> _WHAT TO DO_
Word for word, restate the records that appear below.

(Records from a data source)
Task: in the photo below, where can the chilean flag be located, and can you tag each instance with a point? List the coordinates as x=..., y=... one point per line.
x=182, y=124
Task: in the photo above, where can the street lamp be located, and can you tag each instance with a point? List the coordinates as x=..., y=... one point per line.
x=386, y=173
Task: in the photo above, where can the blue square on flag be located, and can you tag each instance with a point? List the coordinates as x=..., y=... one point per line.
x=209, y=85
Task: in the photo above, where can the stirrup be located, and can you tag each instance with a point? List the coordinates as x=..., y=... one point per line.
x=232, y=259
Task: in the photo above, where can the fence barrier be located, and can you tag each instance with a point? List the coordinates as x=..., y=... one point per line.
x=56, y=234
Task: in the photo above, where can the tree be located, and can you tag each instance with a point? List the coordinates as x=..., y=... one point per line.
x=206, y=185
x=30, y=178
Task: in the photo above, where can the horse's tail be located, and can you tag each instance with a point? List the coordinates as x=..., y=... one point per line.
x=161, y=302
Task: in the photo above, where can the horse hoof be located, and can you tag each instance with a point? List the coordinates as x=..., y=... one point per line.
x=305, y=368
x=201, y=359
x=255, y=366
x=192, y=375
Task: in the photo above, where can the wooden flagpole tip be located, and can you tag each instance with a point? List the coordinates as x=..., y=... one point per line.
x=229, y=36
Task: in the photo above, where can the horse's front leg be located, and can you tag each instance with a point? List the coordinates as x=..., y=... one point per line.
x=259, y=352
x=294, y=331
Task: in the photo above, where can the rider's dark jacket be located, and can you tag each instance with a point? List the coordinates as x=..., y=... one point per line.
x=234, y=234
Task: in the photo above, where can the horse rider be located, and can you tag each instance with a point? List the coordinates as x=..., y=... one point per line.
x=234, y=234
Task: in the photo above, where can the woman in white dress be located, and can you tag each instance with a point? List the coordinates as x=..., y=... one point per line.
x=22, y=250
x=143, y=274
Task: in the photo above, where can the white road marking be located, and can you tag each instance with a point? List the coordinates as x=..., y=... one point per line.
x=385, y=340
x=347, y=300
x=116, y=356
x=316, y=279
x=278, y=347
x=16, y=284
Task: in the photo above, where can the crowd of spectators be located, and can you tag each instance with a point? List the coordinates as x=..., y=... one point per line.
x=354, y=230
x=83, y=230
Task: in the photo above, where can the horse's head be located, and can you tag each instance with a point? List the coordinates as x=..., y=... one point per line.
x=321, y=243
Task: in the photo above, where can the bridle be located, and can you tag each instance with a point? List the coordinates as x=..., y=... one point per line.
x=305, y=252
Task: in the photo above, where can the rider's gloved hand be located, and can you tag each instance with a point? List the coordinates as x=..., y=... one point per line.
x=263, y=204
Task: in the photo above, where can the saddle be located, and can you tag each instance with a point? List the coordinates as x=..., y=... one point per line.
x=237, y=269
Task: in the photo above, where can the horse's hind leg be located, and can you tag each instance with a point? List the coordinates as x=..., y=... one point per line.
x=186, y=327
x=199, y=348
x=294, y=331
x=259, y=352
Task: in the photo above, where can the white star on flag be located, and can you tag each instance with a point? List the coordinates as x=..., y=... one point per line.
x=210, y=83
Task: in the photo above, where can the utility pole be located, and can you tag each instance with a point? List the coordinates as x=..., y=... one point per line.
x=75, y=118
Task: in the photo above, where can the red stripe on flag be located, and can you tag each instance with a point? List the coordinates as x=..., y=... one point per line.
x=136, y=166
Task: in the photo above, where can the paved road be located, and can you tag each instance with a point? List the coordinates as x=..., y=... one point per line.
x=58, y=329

> _EXERCISE RESPONSE_
Task: in the photo below, where can the chilean flag be located, and can you tag each instance with a point? List the coordinates as x=..., y=... one point per line.
x=182, y=124
Task: in the photo above, where can the street lamp be located, and can you tag each instance with a point? List the coordinates as x=..., y=... one point per line.
x=386, y=173
Task: in the photo above, where can the blue square on flag be located, and can you tag each instance with a point? List the coordinates as x=..., y=... one point per line.
x=209, y=85
Task: in the photo above, where can the stirrup be located, and can you tag each instance with a point? List the coordinates as x=..., y=... one point per line.
x=232, y=259
Task: in the photo above, where can the fence barrier be located, and can you tag each instance with a point? List the coordinates as x=..., y=... one point per line.
x=56, y=234
Task: in the photo above, where can the tree be located, and can you tag each instance with a point? List the coordinates as x=..., y=... one point per line.
x=206, y=185
x=30, y=178
Task: in the photo above, where can the horse's tail be located, and can you tag each instance with a point? List the coordinates as x=..., y=... one point per line.
x=161, y=302
Task: in the photo above, where can the horse hoof be located, and can you tag each instance with a point? List the coordinates as x=..., y=... one point per line.
x=305, y=368
x=201, y=359
x=255, y=366
x=192, y=375
Task: in the photo above, where can the wooden flagpole tip be located, and can you tag each instance with a point? List the coordinates as x=..., y=... one point per line.
x=229, y=36
Task: in the photo above, where can the horse's front leg be located, and can you tag each instance with a point? List the coordinates as x=..., y=... one point per line.
x=259, y=352
x=294, y=331
Task: in the photo above, where can the rider's dark jacket be located, and can you tag each instance with a point? List the coordinates as x=..., y=... one point per line.
x=234, y=234
Task: in the photo above, where can the horse rider be located, and can you tag each instance with a point? List the coordinates as x=..., y=... one point per line.
x=234, y=234
Task: in the photo above, where can the woman in white dress be located, and can you tag each instance with a point? List the coordinates as x=..., y=... one point per line.
x=22, y=250
x=143, y=274
Task: in the photo above, where can the white road marking be located, and can you tag each instance with a point? List the coordinates as x=..., y=... one point per line.
x=385, y=340
x=347, y=300
x=116, y=356
x=316, y=279
x=278, y=347
x=16, y=284
Task: in the photo above, where can the crowd of spectators be located, and can you tag each instance with a point? List the coordinates as x=..., y=... one point per line.
x=354, y=230
x=83, y=230
Task: in the photo above, where can the horse's head be located, and can you tag each instance with a point? List the coordinates as x=..., y=... one point per line.
x=321, y=243
Task: in the photo above, where can the bridle be located, and can you tag each instance with a point? List the coordinates as x=..., y=... one point per line.
x=305, y=252
Task: in the photo above, where can the rider's gloved hand be located, and can you tag each instance with a point? List the coordinates as x=..., y=... one point per line.
x=263, y=204
Task: in the photo above, where can the saddle be located, and can you tag each instance with a point? List the coordinates as x=..., y=... one point per line.
x=237, y=269
Task: in the photo above, where can the horse's hind leg be located, and can you tag each instance with a point? List the coordinates as x=..., y=... one point per line.
x=186, y=327
x=199, y=348
x=294, y=331
x=259, y=352
Task: in the photo above, where can the white star on flag be located, and can you tag each instance with a point? List the coordinates as x=..., y=... one point per line.
x=210, y=83
Task: in the photo above, where can the utility pole be located, and can you tag each instance with a point? List the coordinates as x=..., y=... one point per line.
x=75, y=118
Task: in the photo above, where can the red stripe on flag be located, and can you tag each instance with a point? List the coordinates as x=..., y=... one point per line.
x=136, y=166
Task: in the photo above, where can the paved road be located, and can you tag each instance with a point? List the coordinates as x=..., y=... one point per line.
x=58, y=329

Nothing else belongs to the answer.